Problem to work on = Could you express the records as a Markdown table with a Row column for the row number and a Line column for the line, beginning at the line that contains "Verification task. The gable" and ending with the last line of the records? Leave out any blank lines.

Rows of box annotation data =
════════
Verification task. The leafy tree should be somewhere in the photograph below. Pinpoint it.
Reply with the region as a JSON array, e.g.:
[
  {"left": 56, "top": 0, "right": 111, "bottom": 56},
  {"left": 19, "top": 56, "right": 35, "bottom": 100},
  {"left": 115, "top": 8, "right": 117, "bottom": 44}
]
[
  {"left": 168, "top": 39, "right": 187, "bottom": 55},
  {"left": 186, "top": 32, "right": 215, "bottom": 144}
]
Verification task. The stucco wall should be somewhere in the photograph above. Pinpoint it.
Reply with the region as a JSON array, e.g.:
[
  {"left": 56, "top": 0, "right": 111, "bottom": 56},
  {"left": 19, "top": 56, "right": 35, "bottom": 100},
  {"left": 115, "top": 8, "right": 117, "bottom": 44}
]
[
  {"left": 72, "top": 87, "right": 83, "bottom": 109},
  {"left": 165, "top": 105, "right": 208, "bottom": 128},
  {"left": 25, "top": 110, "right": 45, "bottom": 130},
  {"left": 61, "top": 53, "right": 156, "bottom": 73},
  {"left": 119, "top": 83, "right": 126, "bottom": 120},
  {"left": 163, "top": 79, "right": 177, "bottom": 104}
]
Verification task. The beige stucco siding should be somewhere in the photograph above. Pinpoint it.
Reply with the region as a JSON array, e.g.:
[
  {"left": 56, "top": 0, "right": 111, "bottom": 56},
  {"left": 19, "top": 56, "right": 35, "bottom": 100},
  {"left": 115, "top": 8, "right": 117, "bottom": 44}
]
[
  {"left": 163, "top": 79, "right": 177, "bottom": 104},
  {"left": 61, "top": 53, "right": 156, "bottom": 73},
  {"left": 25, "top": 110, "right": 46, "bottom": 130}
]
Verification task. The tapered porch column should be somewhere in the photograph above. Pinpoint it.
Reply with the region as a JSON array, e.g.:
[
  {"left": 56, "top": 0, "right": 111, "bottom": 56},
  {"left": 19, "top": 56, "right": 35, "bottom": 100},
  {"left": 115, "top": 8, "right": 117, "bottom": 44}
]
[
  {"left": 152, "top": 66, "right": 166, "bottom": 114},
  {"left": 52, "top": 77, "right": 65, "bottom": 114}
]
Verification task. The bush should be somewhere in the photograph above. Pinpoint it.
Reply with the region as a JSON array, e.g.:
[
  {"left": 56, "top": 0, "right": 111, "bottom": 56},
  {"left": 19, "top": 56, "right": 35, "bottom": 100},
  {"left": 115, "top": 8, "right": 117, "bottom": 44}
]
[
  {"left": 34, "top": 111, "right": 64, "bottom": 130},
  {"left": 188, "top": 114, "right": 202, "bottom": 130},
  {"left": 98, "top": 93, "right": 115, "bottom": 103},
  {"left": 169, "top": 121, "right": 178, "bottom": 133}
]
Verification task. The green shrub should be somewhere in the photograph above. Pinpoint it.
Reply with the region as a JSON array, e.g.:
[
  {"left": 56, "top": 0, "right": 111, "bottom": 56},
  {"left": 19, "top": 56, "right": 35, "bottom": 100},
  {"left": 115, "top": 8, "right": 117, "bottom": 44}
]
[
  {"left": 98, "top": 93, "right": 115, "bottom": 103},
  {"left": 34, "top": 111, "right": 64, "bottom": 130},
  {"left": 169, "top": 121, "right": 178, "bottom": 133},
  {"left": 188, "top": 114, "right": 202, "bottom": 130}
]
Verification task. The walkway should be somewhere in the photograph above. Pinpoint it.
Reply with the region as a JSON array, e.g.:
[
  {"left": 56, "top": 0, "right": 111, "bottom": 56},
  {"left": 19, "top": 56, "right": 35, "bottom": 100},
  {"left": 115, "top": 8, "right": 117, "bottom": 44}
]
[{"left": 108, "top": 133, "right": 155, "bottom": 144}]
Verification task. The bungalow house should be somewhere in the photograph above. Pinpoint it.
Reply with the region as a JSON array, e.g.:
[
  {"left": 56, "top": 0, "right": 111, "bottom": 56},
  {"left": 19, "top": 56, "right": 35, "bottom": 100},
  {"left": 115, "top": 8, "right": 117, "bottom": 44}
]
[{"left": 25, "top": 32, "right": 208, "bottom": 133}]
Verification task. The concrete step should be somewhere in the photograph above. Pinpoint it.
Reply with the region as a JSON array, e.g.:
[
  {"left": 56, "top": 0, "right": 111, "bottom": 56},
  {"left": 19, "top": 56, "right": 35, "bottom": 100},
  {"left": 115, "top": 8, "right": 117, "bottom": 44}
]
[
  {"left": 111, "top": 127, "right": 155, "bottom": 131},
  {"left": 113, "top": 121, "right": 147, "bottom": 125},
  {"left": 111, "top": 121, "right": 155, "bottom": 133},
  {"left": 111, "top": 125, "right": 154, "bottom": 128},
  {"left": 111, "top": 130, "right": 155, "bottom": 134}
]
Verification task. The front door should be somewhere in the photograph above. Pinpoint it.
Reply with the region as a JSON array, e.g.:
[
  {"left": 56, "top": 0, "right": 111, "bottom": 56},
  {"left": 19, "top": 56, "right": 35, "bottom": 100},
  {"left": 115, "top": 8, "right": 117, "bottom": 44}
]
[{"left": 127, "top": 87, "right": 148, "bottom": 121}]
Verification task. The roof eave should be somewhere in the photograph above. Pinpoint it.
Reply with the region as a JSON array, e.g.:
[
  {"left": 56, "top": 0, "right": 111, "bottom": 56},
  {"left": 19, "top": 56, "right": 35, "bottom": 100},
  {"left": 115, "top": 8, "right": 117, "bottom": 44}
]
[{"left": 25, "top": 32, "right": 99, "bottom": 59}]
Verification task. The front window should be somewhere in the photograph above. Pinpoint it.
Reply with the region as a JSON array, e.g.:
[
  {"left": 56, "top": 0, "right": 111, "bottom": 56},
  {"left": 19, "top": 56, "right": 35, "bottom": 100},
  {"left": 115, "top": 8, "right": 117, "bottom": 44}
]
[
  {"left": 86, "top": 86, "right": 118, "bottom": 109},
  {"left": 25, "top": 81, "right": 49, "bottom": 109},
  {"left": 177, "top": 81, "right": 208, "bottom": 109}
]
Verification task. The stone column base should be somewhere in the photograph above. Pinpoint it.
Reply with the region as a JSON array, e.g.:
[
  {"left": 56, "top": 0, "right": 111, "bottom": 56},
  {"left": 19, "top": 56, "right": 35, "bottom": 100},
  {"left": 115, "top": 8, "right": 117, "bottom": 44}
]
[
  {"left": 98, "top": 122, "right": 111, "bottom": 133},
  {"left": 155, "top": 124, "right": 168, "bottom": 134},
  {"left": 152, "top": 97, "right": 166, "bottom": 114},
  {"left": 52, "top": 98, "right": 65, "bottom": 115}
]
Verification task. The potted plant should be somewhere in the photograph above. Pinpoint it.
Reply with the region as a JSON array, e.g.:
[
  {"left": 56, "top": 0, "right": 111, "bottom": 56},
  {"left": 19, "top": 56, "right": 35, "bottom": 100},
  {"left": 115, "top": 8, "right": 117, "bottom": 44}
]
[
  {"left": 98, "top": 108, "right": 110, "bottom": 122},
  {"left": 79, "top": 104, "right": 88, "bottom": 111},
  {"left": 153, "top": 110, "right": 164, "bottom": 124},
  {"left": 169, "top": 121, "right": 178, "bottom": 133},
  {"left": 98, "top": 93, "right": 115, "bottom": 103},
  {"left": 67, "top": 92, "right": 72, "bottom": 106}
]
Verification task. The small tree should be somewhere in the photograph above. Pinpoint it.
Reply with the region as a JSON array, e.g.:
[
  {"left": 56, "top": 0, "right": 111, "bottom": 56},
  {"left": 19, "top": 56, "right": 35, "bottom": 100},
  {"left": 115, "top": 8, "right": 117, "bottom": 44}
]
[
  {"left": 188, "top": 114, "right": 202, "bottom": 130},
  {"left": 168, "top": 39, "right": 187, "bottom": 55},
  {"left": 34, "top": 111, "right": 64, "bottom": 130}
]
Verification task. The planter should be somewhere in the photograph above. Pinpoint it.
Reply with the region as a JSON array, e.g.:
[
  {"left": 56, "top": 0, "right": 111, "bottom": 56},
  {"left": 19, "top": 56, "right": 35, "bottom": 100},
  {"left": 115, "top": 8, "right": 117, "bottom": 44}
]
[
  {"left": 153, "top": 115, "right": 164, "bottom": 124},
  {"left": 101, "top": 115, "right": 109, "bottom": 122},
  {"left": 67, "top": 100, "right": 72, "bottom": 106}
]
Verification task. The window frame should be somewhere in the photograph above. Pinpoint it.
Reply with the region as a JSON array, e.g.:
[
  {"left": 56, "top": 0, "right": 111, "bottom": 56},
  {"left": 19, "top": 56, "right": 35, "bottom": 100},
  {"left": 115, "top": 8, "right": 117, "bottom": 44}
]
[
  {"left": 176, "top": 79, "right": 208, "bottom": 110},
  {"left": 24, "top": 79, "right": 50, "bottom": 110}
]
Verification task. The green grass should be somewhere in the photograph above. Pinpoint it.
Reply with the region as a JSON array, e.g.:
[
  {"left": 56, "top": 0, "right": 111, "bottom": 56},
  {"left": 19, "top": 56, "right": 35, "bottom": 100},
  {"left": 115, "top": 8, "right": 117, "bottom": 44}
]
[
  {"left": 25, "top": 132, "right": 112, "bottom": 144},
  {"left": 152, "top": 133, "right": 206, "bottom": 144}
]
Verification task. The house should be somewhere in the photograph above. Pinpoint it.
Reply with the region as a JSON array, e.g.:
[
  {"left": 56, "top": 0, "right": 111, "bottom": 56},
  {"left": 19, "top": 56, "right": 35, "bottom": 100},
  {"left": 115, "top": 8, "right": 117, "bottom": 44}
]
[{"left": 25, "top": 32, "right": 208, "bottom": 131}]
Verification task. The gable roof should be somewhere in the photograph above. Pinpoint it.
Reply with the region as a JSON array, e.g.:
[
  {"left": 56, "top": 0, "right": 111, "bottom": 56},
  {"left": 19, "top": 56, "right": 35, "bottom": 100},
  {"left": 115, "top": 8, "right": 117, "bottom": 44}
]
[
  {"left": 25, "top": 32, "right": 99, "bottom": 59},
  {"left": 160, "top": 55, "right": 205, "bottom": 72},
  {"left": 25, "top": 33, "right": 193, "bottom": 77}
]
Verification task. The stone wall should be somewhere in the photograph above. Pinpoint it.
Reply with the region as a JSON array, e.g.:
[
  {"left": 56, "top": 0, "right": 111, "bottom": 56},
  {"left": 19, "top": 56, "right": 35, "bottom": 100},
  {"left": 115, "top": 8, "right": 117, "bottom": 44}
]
════════
Correct response =
| Row | Line |
|---|---|
| 1 | Verification task. The gable roof should be somewhere in the photograph above. Pinpoint it. |
| 2 | Reply with the region as a JSON array, e.g.: |
| 3 | [ |
| 4 |   {"left": 56, "top": 0, "right": 111, "bottom": 56}, |
| 5 |   {"left": 19, "top": 56, "right": 35, "bottom": 100}, |
| 6 |   {"left": 115, "top": 8, "right": 117, "bottom": 44} |
| 7 | ] |
| 8 | [ |
| 9 |   {"left": 25, "top": 32, "right": 99, "bottom": 59}, |
| 10 |   {"left": 160, "top": 55, "right": 205, "bottom": 72}, |
| 11 |   {"left": 25, "top": 33, "right": 193, "bottom": 77} |
| 12 | ] |
| 13 | Verification task. The stone wall should be somewhere in the photograph above. Pinpoint it. |
| 14 | Reply with the region as a JSON array, e.g.: |
| 15 | [ |
| 16 |   {"left": 56, "top": 0, "right": 111, "bottom": 56}, |
| 17 |   {"left": 19, "top": 56, "right": 35, "bottom": 100}, |
| 18 |   {"left": 115, "top": 8, "right": 117, "bottom": 44} |
| 19 | ] |